TEXT PASSAGE:
* START *

I felt the same, but then noticed that there was a recycling number on the packaging.  So I just put it in my recycle bin.

Also there are not too many FO's I order from BB.  So the 2 or 3 I do isn't that big of a deal since it can be recycled.

I really hate Styrofoam peanuts.  Sure I can take them to the UPS store.  but til then they are all over the place in my house.  Grrr.


----------



## shunt2011 (Dec 13, 2015)

WSP uses peanuts which makes me crazy. They go everywhere. However, I would rather my package arrive undamaged than have a mess   I really like those that use paper or even the inflated air pouches or even bubble wrap.


----------



## dibbles (Dec 13, 2015)

I don't know where you are with your Lye Guy order, but when I ordered from him, it shipped quickly. I'd contact him if you still haven't received it (or at least a shipping notice).

I ordered from Mad Oils and it just got here yesterday. They sent an email before it shipped saying they were sorry they were caught off guard with the number of orders that came in on Black Friday and thought all would be shipped within the following few days. Another apology note in the box when it arrived. I wasn't in a hurry for the order, and appreciated the customer service.

I ordered from Nurture on Small Business Saturday and my order shipped the same day. They were ready!


----------

* END *

WHAT YOU ARE ASKED TO DO:
In the forum thread, which packing materials does shunt2011 say they really like?

RECORDS:
* START *

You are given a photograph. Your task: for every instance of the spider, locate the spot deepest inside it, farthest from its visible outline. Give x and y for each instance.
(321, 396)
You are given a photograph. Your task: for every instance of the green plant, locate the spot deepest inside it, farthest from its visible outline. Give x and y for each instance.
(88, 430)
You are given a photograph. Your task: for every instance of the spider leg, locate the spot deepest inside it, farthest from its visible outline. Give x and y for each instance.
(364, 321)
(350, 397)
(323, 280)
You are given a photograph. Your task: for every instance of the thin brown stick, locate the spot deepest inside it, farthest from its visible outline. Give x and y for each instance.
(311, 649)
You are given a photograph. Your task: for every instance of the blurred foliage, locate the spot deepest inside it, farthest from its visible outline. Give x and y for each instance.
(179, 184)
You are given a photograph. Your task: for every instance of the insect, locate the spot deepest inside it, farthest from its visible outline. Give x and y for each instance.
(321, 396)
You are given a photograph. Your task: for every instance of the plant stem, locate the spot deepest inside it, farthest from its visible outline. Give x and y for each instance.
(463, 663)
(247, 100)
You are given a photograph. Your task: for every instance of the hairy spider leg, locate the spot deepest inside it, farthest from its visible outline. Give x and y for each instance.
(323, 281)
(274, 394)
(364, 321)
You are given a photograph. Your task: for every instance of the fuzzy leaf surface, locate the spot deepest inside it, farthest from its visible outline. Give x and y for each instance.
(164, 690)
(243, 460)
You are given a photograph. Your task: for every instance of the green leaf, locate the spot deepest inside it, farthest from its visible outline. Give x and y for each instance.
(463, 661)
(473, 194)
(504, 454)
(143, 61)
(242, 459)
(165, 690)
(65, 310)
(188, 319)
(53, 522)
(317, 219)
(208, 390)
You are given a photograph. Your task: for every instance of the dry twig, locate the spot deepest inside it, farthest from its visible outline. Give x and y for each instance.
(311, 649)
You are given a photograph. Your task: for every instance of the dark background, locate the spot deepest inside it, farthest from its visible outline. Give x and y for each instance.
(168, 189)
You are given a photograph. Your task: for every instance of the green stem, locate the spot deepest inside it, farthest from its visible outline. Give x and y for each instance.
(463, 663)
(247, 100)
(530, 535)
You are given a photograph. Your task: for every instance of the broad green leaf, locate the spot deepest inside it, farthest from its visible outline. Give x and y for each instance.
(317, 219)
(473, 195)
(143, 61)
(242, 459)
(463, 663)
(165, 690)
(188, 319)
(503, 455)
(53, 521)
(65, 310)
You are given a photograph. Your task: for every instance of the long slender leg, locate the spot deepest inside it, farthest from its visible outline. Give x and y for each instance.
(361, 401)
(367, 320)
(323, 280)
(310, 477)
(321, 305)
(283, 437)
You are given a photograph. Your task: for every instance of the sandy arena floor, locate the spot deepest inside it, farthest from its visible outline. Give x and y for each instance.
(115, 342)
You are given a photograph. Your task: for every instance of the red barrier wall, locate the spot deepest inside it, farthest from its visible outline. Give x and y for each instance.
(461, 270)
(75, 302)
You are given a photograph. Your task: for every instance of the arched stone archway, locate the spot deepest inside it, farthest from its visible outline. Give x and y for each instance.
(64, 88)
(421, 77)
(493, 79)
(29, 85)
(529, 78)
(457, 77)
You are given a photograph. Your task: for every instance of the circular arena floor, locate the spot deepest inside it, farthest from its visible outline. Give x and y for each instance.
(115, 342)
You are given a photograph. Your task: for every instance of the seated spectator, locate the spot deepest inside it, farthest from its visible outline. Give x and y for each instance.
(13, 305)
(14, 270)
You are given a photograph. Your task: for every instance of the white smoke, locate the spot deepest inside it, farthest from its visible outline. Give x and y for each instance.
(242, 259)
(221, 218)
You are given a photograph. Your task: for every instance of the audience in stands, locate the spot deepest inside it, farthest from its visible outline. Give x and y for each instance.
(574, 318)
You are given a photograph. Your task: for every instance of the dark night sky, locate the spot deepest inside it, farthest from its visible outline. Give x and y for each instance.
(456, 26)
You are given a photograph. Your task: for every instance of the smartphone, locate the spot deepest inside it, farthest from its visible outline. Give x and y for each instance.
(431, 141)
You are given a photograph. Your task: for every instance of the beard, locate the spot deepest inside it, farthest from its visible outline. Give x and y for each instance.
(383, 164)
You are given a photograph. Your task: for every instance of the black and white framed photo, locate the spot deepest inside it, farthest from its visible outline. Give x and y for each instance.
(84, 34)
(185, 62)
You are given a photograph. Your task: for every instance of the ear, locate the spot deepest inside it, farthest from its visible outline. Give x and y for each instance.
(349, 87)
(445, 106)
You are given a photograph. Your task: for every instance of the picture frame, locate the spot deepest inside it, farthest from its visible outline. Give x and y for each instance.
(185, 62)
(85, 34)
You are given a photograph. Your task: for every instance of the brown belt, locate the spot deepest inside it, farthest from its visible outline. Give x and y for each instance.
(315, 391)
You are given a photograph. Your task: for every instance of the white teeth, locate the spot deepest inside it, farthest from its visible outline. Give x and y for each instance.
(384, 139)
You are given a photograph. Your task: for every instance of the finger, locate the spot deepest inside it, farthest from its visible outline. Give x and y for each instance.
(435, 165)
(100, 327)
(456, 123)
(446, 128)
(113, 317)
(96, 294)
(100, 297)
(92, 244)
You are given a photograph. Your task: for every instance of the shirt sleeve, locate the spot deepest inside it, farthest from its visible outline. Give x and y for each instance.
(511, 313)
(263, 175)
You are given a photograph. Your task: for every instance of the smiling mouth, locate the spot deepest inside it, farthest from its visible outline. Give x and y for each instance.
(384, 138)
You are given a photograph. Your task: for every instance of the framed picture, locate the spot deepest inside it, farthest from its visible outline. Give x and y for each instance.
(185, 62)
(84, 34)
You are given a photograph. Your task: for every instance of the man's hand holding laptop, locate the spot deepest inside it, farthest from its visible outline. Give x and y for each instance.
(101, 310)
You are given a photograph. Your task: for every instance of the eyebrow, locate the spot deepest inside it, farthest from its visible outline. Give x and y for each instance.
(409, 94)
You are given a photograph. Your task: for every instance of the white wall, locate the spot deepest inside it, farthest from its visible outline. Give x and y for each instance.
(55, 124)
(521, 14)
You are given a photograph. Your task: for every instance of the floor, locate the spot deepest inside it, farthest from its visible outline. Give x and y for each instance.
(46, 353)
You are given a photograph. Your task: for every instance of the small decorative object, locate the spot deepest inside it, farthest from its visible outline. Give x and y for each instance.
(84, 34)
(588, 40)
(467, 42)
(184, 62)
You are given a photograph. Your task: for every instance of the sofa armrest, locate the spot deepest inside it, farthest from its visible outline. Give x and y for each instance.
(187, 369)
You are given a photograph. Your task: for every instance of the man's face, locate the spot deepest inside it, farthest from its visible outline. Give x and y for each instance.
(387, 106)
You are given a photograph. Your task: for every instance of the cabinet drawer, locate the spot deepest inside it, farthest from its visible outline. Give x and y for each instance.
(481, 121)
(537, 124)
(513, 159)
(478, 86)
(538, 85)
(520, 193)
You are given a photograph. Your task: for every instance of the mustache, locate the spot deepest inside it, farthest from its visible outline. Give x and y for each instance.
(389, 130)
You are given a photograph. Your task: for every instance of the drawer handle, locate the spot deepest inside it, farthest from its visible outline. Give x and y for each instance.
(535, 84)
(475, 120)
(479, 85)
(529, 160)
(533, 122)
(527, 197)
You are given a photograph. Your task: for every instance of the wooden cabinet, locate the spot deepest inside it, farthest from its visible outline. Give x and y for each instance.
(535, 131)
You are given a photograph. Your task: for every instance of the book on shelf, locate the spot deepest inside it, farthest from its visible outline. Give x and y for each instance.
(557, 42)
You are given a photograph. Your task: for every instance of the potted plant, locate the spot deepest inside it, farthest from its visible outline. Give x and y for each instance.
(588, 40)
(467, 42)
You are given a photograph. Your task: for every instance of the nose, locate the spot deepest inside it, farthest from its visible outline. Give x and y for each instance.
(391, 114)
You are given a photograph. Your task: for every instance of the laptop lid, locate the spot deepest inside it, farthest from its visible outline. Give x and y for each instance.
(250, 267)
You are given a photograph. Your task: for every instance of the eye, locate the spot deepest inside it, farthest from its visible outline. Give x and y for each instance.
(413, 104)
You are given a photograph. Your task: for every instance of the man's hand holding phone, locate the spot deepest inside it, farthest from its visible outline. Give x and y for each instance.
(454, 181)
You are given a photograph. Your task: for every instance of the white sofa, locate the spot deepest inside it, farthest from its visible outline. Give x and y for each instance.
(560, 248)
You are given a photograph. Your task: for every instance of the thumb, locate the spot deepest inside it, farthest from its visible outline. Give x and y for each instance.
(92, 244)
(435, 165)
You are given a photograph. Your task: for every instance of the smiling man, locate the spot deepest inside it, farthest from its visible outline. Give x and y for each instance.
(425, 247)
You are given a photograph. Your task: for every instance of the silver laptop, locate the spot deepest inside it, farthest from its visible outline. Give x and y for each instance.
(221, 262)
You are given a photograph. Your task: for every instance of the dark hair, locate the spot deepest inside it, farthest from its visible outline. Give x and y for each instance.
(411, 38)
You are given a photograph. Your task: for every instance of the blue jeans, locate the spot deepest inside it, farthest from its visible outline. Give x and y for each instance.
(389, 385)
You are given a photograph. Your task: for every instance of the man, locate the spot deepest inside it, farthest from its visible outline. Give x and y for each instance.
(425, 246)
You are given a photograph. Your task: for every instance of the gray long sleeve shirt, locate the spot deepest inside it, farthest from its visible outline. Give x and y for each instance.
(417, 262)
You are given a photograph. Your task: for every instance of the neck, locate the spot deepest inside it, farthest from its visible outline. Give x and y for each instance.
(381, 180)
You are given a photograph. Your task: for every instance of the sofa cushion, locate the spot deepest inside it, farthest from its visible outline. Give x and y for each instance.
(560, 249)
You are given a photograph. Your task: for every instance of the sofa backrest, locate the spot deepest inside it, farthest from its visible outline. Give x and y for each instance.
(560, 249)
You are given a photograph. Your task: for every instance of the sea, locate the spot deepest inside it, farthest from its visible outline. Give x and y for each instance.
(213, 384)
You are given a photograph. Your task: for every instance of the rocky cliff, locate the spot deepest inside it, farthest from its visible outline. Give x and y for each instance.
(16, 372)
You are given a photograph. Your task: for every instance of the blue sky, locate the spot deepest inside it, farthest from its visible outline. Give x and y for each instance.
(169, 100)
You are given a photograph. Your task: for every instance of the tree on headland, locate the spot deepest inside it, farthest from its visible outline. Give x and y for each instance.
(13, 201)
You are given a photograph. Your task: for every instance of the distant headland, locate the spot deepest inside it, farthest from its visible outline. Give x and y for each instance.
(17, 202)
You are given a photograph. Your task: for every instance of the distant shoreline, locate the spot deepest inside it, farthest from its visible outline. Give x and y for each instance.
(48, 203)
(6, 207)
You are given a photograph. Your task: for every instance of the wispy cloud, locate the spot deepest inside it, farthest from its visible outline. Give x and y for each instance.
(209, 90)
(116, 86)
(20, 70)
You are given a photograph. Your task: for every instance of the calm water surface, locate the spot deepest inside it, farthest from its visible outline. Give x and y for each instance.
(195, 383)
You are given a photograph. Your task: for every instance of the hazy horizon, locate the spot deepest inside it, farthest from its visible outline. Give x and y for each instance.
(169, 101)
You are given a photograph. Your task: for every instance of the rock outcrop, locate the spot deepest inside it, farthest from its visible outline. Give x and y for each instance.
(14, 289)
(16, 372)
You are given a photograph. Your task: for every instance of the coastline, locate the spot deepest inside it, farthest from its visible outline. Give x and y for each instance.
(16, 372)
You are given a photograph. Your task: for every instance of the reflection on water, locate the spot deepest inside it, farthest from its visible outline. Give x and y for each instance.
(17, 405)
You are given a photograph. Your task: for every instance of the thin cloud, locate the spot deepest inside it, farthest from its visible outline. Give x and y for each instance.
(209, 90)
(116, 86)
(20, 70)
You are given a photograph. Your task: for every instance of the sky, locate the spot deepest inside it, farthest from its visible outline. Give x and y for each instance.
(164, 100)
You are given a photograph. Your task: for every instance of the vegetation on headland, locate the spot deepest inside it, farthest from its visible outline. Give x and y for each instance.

* END *

OUTPUT:
Paper, inflated air pouches, and bubble wrap.